-- start of Selected extract --
Another reason for multiple devices is when it’s not a single measurement that matters, but a profile. A distillation column is a perfect example. There may be 9 temperature measurements up the side of the column, but there is only one profile. The vote is one-out-of-one. The fault tolerance will be based on a determination of how many measurements are necessary to determine the profile. It may be that every device is necessary, meaning no fault tolerance, or that one or two could fault, yet the system could still get a sufficiently accurate profile.
More Than Three Things to Do
The previous examples all spoke to more than three sensors. There are also perfectly good reasons to include more than three final control elements. One example is the case of a safety instrumented function that shuts off all feeds to a tank on high level in that tank. All feeds must be shut off to avoid a spill. If there are more than three feeds, then more than three shut-offs must be tripped.
-- end of Selected extract --
* _Written task 1_
In the passage on safety instrumented systems, how many temperature measurements may run up the side of a distillation column?
* _Written task 2_
Go on with the passage on safety instrumented systems, starting after its last sentence.
-- start of Data supplied --
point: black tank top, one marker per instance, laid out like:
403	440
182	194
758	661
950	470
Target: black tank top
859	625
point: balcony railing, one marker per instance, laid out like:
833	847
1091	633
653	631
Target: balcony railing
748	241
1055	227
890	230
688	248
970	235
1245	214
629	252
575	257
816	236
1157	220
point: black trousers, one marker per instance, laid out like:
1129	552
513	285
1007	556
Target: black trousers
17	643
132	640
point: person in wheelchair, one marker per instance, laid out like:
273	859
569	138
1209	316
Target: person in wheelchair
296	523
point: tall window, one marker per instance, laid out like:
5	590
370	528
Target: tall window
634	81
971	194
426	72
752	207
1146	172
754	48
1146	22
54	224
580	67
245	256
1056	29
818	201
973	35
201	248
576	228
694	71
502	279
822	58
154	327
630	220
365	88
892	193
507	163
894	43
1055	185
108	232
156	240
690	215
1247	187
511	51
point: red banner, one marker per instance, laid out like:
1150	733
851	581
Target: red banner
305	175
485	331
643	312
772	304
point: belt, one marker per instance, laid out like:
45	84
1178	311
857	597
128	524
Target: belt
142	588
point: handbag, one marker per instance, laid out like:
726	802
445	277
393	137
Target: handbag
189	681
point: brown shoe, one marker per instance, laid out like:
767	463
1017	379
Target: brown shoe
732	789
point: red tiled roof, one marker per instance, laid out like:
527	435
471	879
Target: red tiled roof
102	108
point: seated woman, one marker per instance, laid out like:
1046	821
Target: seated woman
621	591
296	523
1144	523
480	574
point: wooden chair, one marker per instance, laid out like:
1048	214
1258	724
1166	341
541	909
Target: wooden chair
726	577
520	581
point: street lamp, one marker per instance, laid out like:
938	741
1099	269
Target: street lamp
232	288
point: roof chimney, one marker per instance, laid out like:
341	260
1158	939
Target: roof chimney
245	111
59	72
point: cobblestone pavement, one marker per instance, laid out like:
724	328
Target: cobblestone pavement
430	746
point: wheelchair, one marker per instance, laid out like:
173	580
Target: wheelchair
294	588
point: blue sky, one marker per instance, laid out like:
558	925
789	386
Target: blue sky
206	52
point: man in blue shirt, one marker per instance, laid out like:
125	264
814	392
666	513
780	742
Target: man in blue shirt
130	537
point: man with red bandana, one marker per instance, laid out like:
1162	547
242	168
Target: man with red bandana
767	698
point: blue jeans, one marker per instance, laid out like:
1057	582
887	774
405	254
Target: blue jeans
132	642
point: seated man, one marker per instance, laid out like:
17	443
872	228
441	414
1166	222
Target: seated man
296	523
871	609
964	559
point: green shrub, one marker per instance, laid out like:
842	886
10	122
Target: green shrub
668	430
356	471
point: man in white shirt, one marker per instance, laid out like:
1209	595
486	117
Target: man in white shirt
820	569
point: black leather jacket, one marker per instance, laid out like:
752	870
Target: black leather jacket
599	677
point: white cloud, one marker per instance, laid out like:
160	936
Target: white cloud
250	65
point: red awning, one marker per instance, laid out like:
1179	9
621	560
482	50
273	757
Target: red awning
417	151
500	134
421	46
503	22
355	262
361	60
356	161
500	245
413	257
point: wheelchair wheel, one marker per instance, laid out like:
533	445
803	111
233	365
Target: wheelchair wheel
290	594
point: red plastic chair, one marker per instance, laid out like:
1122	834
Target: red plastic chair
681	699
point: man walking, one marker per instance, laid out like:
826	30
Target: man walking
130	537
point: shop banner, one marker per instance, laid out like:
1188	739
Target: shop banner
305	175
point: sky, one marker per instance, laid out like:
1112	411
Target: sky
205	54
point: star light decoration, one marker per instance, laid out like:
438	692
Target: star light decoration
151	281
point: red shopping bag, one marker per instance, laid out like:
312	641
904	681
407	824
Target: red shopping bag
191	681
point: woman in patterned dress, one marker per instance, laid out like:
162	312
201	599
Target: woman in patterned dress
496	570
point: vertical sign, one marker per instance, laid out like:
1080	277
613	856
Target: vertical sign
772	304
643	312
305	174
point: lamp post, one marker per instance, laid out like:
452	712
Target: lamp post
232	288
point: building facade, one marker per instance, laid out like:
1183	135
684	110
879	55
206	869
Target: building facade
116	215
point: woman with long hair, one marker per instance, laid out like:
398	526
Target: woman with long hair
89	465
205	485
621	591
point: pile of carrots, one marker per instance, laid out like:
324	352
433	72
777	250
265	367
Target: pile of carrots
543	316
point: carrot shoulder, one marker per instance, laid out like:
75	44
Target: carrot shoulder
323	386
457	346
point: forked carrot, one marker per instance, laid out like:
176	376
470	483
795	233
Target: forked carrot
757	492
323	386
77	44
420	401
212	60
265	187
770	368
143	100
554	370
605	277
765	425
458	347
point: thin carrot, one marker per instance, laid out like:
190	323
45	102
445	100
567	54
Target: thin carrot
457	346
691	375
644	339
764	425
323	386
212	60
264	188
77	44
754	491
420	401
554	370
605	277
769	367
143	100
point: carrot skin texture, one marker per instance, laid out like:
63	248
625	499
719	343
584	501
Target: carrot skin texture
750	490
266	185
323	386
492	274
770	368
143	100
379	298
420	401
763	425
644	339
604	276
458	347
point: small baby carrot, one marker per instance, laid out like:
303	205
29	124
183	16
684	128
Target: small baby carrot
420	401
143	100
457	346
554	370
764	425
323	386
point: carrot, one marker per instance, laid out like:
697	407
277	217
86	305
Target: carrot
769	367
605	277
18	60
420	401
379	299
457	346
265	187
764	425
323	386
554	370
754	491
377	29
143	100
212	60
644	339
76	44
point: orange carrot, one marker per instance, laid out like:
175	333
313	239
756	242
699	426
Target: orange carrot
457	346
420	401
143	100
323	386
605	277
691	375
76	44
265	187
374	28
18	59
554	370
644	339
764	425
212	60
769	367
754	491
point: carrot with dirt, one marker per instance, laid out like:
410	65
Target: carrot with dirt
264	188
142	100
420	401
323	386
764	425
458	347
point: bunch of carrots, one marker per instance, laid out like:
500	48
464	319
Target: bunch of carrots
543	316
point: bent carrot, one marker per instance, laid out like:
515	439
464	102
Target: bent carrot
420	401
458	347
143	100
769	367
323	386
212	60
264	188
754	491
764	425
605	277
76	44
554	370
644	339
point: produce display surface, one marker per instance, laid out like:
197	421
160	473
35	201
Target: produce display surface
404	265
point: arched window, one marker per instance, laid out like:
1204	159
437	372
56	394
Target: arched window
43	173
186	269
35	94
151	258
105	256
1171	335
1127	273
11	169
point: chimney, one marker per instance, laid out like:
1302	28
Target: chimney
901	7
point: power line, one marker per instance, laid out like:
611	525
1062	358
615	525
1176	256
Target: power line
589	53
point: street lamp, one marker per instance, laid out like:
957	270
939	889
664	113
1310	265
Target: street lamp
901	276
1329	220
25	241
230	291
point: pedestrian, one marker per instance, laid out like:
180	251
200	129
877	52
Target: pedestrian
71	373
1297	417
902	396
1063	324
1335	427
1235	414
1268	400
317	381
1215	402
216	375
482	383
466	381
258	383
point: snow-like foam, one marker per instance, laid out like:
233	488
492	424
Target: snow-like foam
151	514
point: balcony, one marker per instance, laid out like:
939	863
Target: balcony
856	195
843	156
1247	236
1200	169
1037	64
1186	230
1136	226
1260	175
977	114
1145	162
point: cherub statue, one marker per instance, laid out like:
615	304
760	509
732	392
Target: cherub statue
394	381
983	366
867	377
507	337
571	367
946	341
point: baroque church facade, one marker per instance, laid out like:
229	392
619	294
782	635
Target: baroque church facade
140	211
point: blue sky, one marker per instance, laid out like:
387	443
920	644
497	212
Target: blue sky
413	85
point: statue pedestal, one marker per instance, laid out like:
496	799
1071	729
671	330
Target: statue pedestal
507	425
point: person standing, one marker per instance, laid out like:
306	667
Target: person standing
-- end of Data supplied --
* _Written response 1_
There may be 9.

* _Written response 2_
That said, there would be an advantage to a common shut off that stops all flow. But wait! Wouldn’t that create a common cause failure? It would, but there would be only one failure to worry about. If a system has four feeds, each of which must be shut off and each with a separate means to shut off, the result is four times the probability of failure than if there was just one that needed to shut off. They aren’t independent, since all are necessary, just independent sources of failure.
Thinking About Installing a Redundant Device?
The next time you find yourself considering a “redundant” device, ask yourself why. There are perfectly good reasons to use more than three devices in a safety function, but redundancy is not one of them.